Corps à corps — Église protestante unie de Pentemont-Luxembourg - Communion luthérienne et réformée

Aller au contenu. | Aller à la navigation

Outils personnels

Église protestante unie de Pentemont-Luxembourg
Menu
Navigation

Corps à corps

Prédication du dimanche 23 février 2025, par Jean-Michel Ulmann

 

Corps à corps

Prédication du dimanche 23 février 2025, par Jean-Michel Ulmann

 

Lectures bibliques :

  • 1 Samuel 26, versets 1 à 11
  • Luc 6, versets 27 à 32

 

 

Quelles  nouvelles, quelles nouvelles nouvelles ? Guerres, violence, invasions, armement, menaces, exodes…Rien de cela n’est, hélas, nouveau. Alors, alors, peut-être trouverons-nous une réponse d’ici la fin de cette prédication, peut-être ?

 

L’affiche coup de poing réalisée par Loup pour le culte de ce jour invite à assister à un affrontement. C’est bien choisi. Elle illustre l’ambiance combative de ces textes et la conduite à tenir face aux hostilités. Avant d’entrer sur le ring je dois vous dire que je me suis heurté à ces lectures comme à un adversaire. J’ai été tenté de jeter l’éponge tant elles m’ont étourdi. Être chrétien c’est parfois un corps à corps avec les Ecritures.

Mais avais-je le choix ?  Au programme de ce dimanche dans toutes les églises ça n’aurait été ni honnête, ni fraternel de faire l’impasse. Partagés dans toutes les langues, ces textes nous permettent de fraterniser avec tous les chrétiens. C’est un lieu, commun. J’aime les lieux communs.  Donc, pas de dispense.

Éléments conservés d'une collection

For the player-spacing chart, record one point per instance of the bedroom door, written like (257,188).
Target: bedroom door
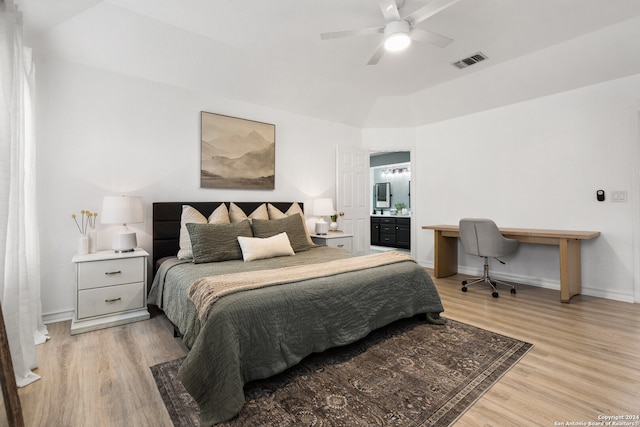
(352,195)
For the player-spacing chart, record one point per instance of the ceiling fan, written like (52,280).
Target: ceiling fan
(398,32)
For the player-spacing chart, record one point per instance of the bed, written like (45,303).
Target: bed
(317,300)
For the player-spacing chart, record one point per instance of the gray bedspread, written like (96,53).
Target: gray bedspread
(259,333)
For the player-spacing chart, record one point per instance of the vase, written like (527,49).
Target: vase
(83,245)
(93,241)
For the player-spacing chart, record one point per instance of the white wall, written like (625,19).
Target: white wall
(101,133)
(538,164)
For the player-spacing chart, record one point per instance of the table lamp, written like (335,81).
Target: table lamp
(322,207)
(122,210)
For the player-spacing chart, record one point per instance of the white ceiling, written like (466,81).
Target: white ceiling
(270,52)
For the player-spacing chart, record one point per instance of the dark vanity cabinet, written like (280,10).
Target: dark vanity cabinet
(391,231)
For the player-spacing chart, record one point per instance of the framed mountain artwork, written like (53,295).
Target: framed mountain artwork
(236,153)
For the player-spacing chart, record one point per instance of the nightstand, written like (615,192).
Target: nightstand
(111,289)
(335,239)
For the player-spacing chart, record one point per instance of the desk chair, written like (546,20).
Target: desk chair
(481,237)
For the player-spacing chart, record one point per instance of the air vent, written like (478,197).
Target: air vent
(473,59)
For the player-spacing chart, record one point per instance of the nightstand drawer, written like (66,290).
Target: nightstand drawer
(340,242)
(111,299)
(110,272)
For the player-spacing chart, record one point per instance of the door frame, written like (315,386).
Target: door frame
(412,186)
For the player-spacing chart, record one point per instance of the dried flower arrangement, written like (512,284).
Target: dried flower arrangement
(88,220)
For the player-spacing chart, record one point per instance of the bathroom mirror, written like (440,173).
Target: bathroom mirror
(382,195)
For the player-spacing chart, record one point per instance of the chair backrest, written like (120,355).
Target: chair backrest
(482,237)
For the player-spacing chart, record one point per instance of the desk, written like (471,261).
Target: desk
(446,251)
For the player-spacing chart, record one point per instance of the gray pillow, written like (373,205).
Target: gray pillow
(217,242)
(292,225)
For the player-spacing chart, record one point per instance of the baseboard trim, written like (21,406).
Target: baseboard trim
(544,283)
(56,317)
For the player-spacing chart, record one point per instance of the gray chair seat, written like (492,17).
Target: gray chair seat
(481,237)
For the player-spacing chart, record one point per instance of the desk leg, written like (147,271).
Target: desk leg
(570,275)
(445,255)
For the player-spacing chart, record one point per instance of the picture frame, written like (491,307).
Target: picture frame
(236,153)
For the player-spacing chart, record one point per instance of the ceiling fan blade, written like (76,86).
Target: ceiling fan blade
(351,33)
(436,6)
(429,37)
(389,9)
(377,54)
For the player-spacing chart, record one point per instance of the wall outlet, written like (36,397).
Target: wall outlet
(619,196)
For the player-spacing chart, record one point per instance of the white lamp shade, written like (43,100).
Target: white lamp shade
(122,210)
(323,207)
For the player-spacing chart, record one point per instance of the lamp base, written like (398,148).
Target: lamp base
(322,227)
(124,242)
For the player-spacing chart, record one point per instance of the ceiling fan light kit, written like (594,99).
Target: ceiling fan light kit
(396,36)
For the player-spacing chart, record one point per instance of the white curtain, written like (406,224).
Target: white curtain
(19,237)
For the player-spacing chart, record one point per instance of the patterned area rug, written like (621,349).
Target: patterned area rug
(409,373)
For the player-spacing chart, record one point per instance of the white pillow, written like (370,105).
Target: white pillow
(191,215)
(254,248)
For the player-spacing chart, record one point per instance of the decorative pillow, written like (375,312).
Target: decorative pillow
(217,242)
(275,213)
(292,225)
(220,215)
(236,214)
(261,248)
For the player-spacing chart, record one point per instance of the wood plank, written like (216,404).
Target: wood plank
(584,363)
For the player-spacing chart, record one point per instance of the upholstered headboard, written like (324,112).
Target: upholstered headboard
(166,222)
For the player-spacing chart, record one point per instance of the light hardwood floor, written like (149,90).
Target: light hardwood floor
(585,364)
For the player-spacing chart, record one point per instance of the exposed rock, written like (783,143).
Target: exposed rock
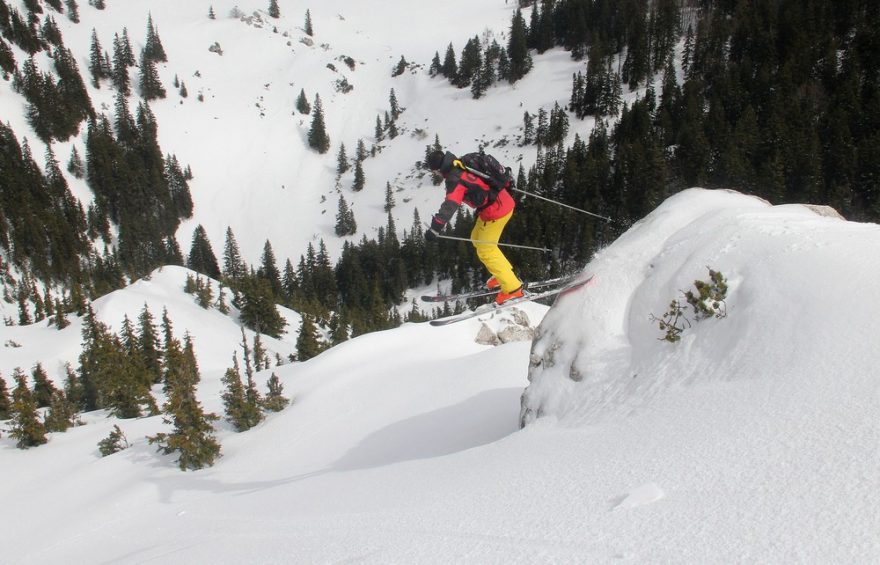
(486,336)
(516,333)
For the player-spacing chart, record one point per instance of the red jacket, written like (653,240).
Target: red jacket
(466,188)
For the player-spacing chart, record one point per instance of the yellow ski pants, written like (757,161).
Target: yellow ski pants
(490,254)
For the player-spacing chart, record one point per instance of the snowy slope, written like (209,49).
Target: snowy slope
(754,439)
(247,145)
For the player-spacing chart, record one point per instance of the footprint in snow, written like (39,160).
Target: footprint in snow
(640,496)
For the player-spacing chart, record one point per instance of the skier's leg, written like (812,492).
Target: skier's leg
(490,254)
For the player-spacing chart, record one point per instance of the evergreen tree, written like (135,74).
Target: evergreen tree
(127,50)
(318,139)
(113,443)
(275,400)
(359,178)
(153,50)
(436,66)
(75,166)
(400,68)
(233,264)
(192,438)
(393,104)
(379,131)
(257,307)
(302,103)
(201,256)
(25,425)
(342,161)
(471,62)
(150,84)
(43,387)
(345,222)
(119,72)
(517,49)
(149,346)
(5,402)
(269,269)
(61,414)
(274,11)
(72,11)
(449,69)
(235,404)
(307,344)
(307,27)
(389,197)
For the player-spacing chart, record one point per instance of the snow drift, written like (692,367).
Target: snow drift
(798,308)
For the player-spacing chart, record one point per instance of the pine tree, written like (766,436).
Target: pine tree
(342,161)
(436,66)
(61,415)
(252,396)
(307,344)
(359,178)
(150,84)
(192,438)
(153,50)
(256,304)
(201,256)
(302,103)
(43,387)
(5,402)
(119,71)
(269,269)
(318,139)
(389,197)
(307,27)
(149,346)
(25,425)
(449,69)
(275,401)
(400,68)
(113,443)
(234,402)
(75,166)
(97,67)
(274,11)
(395,107)
(517,49)
(127,51)
(233,264)
(72,11)
(345,223)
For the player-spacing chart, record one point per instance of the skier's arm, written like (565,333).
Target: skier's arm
(453,200)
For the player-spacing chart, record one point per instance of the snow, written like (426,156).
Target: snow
(756,438)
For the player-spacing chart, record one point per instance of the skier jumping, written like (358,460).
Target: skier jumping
(494,209)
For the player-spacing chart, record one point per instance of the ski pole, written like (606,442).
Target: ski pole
(487,177)
(479,241)
(561,204)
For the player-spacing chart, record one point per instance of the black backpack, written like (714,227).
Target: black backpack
(487,167)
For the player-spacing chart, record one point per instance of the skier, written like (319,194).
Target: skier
(494,209)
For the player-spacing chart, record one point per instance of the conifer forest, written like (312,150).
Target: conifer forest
(776,98)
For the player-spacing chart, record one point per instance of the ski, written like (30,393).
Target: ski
(490,308)
(483,292)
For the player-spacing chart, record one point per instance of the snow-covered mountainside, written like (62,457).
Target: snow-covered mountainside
(754,438)
(245,141)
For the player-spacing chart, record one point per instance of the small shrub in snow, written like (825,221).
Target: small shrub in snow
(708,301)
(673,321)
(113,443)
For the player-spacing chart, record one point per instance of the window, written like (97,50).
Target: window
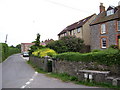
(118,25)
(110,12)
(65,34)
(78,30)
(103,29)
(104,42)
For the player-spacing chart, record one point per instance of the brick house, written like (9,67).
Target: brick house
(105,29)
(80,29)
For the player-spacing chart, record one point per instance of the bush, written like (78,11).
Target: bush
(6,51)
(114,46)
(107,57)
(44,52)
(67,44)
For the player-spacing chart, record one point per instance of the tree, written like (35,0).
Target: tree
(37,44)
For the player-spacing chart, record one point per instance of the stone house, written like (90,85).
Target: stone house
(105,29)
(25,47)
(80,29)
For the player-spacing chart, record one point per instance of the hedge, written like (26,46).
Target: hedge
(3,51)
(6,51)
(44,52)
(107,57)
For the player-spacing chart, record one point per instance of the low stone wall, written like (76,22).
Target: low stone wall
(89,71)
(39,62)
(42,63)
(72,68)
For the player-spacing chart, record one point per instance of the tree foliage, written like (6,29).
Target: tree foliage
(37,44)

§ Exercice court
Quelles lectures bibliques la prédication sur le corps à corps mentionne-t-elle ?

§ Réponse finale
1 Samuel 26, versets 1 à 11, et Luc 6, versets 27 à 32.